[begin Dataset records]

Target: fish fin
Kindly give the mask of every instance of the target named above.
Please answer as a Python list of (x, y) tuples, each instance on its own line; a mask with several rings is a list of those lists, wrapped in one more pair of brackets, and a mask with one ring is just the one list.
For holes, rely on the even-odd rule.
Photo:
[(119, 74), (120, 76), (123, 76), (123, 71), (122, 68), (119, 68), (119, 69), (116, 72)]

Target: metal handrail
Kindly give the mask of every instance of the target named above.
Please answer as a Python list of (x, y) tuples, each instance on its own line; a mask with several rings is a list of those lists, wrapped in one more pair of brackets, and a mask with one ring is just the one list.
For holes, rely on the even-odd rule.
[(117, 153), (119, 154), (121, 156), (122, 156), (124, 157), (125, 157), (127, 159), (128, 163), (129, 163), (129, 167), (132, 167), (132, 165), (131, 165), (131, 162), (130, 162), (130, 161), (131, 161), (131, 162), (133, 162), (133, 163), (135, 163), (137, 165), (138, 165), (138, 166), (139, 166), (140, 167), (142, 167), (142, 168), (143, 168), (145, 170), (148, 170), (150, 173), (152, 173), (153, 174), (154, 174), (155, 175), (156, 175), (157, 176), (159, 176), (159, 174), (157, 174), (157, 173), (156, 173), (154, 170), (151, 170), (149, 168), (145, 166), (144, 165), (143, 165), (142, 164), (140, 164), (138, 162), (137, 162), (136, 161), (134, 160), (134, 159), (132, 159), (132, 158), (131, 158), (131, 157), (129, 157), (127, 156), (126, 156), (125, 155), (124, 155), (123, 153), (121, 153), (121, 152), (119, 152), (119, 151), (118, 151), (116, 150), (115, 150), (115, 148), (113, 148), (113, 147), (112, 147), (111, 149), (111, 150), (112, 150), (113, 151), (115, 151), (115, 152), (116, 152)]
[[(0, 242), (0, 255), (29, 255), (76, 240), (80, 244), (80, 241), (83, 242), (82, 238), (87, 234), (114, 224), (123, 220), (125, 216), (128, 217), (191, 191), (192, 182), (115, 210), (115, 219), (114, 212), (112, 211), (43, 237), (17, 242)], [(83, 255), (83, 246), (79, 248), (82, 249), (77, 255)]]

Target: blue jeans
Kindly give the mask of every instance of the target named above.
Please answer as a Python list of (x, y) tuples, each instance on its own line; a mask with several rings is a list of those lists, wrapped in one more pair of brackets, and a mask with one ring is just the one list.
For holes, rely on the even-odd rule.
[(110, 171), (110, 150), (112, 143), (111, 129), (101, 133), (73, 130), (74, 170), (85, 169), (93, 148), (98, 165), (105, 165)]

[end Dataset records]

**Set task:** Reproduce all of the data above line for line, changing nothing.

**Written answer:**
Target: fish fin
Kindly give the mask of every instance of the target named above.
Please answer as a Python list of (x, y) tuples, each instance on its own line; a mask with several rings is a list of those lists, wrapped in one more pair of brackets, and a mask with one ring is just the one list.
For holes, rely on the even-odd rule.
Photo:
[(119, 74), (120, 76), (123, 76), (123, 71), (122, 68), (119, 68), (119, 69), (116, 72)]

Target: metal handrail
Kindly give the mask of every instance of the target named above.
Please answer as a Python list of (x, y) tuples, each instance on its own line; a mask with several rings is a list of those lists, wrapped in one more pair of brackets, and a mask with one ring is just the one list.
For holes, rely on the even-odd rule.
[(117, 153), (119, 154), (121, 156), (122, 156), (124, 157), (125, 157), (127, 159), (128, 163), (129, 163), (129, 167), (132, 167), (132, 165), (131, 165), (131, 162), (130, 162), (130, 161), (131, 161), (131, 162), (133, 162), (133, 163), (135, 163), (137, 165), (138, 165), (138, 166), (139, 166), (140, 167), (142, 167), (142, 168), (143, 168), (145, 170), (148, 170), (150, 173), (152, 173), (153, 174), (154, 174), (155, 175), (156, 175), (157, 176), (159, 176), (159, 174), (157, 174), (157, 173), (156, 173), (154, 170), (151, 170), (149, 168), (145, 166), (144, 165), (143, 165), (142, 164), (140, 164), (138, 162), (137, 162), (136, 161), (134, 160), (134, 159), (132, 159), (132, 158), (131, 158), (131, 157), (129, 157), (127, 156), (126, 156), (125, 155), (124, 155), (123, 153), (121, 153), (121, 152), (119, 152), (119, 151), (118, 151), (116, 150), (115, 150), (115, 148), (113, 148), (113, 147), (112, 147), (111, 149), (111, 150), (112, 150), (113, 151), (115, 151), (115, 152), (116, 152)]
[[(0, 242), (0, 255), (29, 255), (76, 240), (80, 244), (80, 241), (83, 242), (82, 238), (87, 234), (114, 224), (123, 220), (125, 216), (128, 217), (191, 191), (192, 182), (115, 210), (115, 219), (114, 212), (112, 211), (43, 237), (17, 242)], [(83, 255), (83, 246), (79, 248), (82, 249), (77, 255)]]

Target: blue jeans
Kindly give the mask of every instance of the target named above.
Please answer as a Python list of (x, y) tuples, each instance on its own line; a mask with several rings is a list of those lists, wrapped in one more pair of brackets, and a mask with one ring is just the one list.
For holes, rely on the even-odd rule.
[(110, 171), (110, 150), (112, 143), (111, 129), (101, 133), (73, 130), (74, 170), (85, 169), (93, 148), (98, 165), (105, 165)]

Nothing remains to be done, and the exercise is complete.